In Todd Johnson’s moving novel of friendship, five North Carolina Women transcend the boundaries of age

One thing all nursing homes have in common is that no one really wants to be there—not the residents, not the employees, and not the visitors. It’s hard to imagine anything especially cheering or life-affirming happening in a nursing home, no matter how well it’s marketed. Novelist Todd Johnson doesn’t shy away from this desolation in The Sweet By and By, but he also shows how those at life’s end can still find friendship and meaning in their days.

Margaret, one of the residents in a North Carolina nursing home, is sound of mind but physically ailing. She is quite aware of the absurdity of some of the social activities planned for the residents. On July 4, she notes: “It’s too hot for a picnic. I’m positive that this must violate the Health Department’s standard for what you can make old people do in rest homes. Just because it’s the Fourth of July, some people may want to go sit out there and be eaten alive by flies while they’re trying to gnaw on a hamburger bun, but not I.” Like many residents, Margaret is angry at being forced to leave her real life behind, at days filled with television, fake celebrations, and quick visits from her daughter. But her days are enlivened nonetheless by exchanging spirited put-downs with her nurse Lorraine and by offering a kind of emotional protection to fellow resident Bernice, a woman barely lucid, weighed down from the grief of losing her son. Bernice carries around a toy monkey named Mister Benny and often seems to be in a world of her own: “Bernice strolls over with Mr. Benny on one arm and the other waving out to the side like she’s in a beauty contest. … She’s gazing around the landscape like she’s on the Biltmore Estate. ‘Hello there,’ she twitters, ‘we are so glad you could come today. Welcome.’ She obviously thinks this is her party, or maybe Mr. Benny’s.”

[Saved entries]

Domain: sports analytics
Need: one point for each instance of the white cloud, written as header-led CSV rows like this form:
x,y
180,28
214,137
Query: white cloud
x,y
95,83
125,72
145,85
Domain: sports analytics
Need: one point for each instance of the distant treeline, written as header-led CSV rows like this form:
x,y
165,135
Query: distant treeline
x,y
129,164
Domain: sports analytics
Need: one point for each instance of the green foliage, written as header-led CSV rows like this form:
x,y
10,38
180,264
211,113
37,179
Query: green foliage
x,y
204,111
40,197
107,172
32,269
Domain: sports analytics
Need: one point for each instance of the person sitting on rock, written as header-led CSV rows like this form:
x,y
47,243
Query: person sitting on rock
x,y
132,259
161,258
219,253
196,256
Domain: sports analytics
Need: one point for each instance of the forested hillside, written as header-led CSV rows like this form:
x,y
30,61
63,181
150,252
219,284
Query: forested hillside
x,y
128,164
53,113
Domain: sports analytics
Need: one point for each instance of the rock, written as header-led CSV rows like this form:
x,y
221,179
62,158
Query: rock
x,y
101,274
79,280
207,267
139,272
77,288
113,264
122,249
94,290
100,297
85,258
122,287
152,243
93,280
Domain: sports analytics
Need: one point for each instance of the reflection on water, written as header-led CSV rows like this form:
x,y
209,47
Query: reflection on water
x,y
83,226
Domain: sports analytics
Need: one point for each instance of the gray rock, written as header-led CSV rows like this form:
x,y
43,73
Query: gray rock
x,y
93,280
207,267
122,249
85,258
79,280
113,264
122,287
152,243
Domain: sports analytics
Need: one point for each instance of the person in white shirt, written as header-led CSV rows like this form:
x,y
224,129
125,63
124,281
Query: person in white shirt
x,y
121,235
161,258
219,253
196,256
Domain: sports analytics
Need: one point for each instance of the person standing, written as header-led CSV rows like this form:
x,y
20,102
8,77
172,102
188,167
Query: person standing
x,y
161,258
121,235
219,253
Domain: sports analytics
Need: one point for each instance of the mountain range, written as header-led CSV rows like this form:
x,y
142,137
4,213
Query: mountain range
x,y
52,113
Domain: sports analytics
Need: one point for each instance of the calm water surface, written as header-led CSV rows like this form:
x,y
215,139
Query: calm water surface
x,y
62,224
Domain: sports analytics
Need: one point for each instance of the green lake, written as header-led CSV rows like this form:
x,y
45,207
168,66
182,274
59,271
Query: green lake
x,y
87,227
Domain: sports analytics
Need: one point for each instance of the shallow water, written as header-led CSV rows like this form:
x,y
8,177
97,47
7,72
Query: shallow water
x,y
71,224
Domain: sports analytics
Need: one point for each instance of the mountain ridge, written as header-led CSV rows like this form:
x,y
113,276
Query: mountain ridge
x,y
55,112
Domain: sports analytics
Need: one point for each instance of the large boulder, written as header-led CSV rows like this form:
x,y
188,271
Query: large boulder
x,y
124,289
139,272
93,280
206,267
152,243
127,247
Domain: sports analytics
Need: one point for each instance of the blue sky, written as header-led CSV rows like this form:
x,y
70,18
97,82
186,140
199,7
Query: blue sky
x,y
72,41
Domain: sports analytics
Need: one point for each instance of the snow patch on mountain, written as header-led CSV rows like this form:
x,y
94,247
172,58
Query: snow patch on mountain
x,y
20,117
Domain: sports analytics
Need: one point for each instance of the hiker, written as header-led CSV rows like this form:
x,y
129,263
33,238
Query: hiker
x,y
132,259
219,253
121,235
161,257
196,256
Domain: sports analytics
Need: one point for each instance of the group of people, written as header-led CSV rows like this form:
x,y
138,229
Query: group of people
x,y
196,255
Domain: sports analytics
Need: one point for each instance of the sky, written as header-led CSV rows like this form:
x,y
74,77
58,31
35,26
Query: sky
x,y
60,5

* **What to do**:
(1) In the review of The Sweet By and By, what is the name of the toy monkey Bernice carries?
(2) Do these statements agree with the review of The Sweet By and By? (a) Margaret is physically ailing but sound of mind. (b) Lorraine is Margaret's daughter. (c) The nursing home is in South Carolina.
(3) Write the next part of the review of The Sweet By and By, picking up after its final sentence.

* **Expected outputs**:
(1) Mister Benny.

(2)
(a) Yes: "is sound of mind but physically ailing."
(b) No: "her nurse Lorraine."
(c) No: "a North Carolina nursing home."

(3)
Both Margaret and Bernice are protected and cared for by their nurse, Lorraine, a woman who sees her work as not just a job, but an actual calling. Lorraine’s daughter April accurately describes her mother’s work: “She sees the biggest part of her job as helping to hold the threads of a life together, savoring anything at all that can be used to sew something lasting. Determinedly, she will stitch meaning into the fabric of a being, creating, for an old and lonely soul, a protective garment, for a time, against the chill of loss, forgetting, and being forgotten.” But Lorraine is not just an angel of mercy. Her repartee with Margaret and her friend Althea provide a great deal of the humor in the novel. When Lorraine goes to visit Margaret in the hospital during her final visit, Margaret wants to see if she’s gotten fat. Lorraine’s reply: “Fat enough to sit on top of you if you can’t behave yourself.”

Then there’s Rhonda, who takes a part-time job at the nursing home to make some extra money. Rhonda has no calling to care for the elderly; she just wants the paycheck to fund her party-girl life. In fact, living with a critical grandmother is enough to put her off old people forever. But there’s something about Margaret and Bernice, their interest and belief in her, that start making her take herself a little more seriously and begin to believe she might actually be capable of more than her grandmother believes.

Johnson has written a beautiful story of friendship and meaning. It will be the rare soul who can make it through this novel without tears—tears of both heartbreak and admiration for these characters who fight for meaning and dignity until the very last breath.

Todd Johnson will read from The Sweet By and By at Davis-Kidd Booksellers in Memphis on April 13 at 6 p.m.